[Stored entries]
---
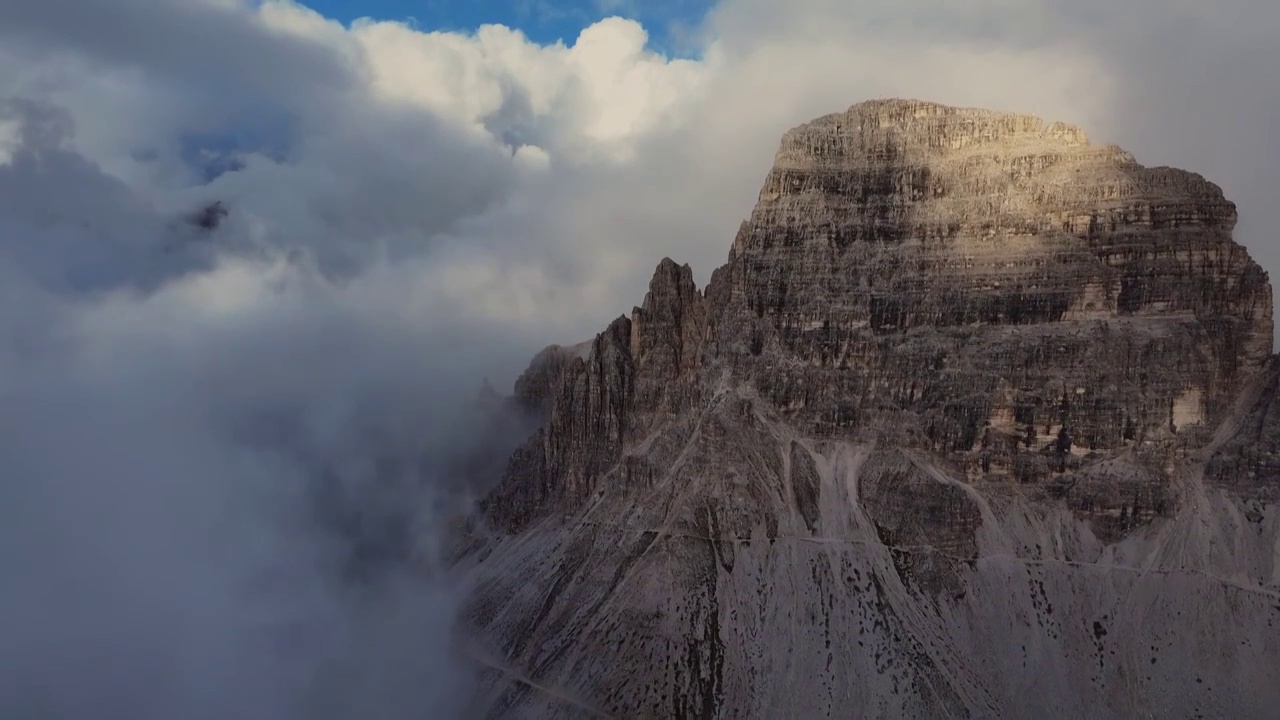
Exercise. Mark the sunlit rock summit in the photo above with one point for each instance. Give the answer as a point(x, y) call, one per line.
point(978, 420)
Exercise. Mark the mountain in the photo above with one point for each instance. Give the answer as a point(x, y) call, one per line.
point(979, 419)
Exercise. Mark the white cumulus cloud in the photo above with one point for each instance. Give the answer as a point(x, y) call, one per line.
point(210, 431)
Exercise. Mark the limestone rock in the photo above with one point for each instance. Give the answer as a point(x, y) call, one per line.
point(978, 420)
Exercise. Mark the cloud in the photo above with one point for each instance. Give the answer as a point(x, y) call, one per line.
point(225, 443)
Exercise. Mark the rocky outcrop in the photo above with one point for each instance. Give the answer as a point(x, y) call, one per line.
point(972, 415)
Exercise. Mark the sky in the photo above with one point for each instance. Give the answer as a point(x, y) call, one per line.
point(204, 427)
point(671, 23)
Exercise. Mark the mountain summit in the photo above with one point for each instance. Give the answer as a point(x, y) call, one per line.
point(978, 420)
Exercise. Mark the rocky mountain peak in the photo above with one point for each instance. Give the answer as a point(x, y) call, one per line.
point(969, 393)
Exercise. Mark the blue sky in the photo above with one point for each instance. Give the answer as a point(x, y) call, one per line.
point(543, 21)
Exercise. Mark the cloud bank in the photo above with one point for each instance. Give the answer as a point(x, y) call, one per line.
point(225, 446)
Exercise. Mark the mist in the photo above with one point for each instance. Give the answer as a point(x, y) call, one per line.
point(231, 447)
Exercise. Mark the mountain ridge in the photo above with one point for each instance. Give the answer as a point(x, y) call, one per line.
point(958, 360)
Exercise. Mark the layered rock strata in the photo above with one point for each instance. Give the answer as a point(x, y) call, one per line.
point(977, 420)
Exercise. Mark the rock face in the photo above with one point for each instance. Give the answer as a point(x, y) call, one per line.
point(978, 420)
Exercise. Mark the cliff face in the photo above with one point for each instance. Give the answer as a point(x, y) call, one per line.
point(974, 410)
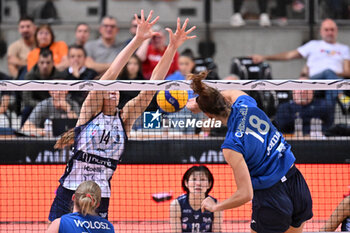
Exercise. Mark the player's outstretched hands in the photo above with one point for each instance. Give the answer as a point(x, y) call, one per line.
point(193, 106)
point(208, 204)
point(144, 26)
point(181, 35)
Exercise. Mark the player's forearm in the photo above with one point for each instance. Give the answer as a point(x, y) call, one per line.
point(164, 64)
point(142, 50)
point(121, 60)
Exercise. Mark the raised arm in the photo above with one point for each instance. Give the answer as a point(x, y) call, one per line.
point(135, 107)
point(175, 217)
point(143, 32)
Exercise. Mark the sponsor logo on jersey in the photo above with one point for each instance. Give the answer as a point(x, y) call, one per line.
point(92, 225)
point(93, 169)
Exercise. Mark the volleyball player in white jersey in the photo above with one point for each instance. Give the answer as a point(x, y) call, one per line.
point(102, 130)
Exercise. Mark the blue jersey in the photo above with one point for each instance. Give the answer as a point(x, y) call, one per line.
point(194, 220)
point(77, 223)
point(251, 133)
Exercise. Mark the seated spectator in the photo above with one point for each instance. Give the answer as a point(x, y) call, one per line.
point(82, 34)
point(186, 66)
point(341, 215)
point(18, 51)
point(131, 71)
point(186, 212)
point(101, 52)
point(237, 20)
point(43, 70)
point(59, 105)
point(78, 71)
point(306, 107)
point(152, 50)
point(44, 37)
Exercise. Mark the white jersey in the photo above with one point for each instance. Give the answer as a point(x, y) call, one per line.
---
* What needs to be done
Your output consists solely of the lines from the one with "Exercise. Mark the seated" through the last line, copied exactly.

* Written response
Exercise. Mark the seated spectator in the photo above with one point for each instance. Give the answer as a point(x, y) call, one per line.
point(82, 34)
point(186, 66)
point(341, 215)
point(18, 51)
point(131, 71)
point(186, 212)
point(101, 52)
point(237, 20)
point(43, 70)
point(59, 105)
point(78, 71)
point(306, 107)
point(152, 50)
point(44, 37)
Exercise. Mark the white jersey in the photo above with one point for each instance. Give the answer as a point(x, y) call, one per line.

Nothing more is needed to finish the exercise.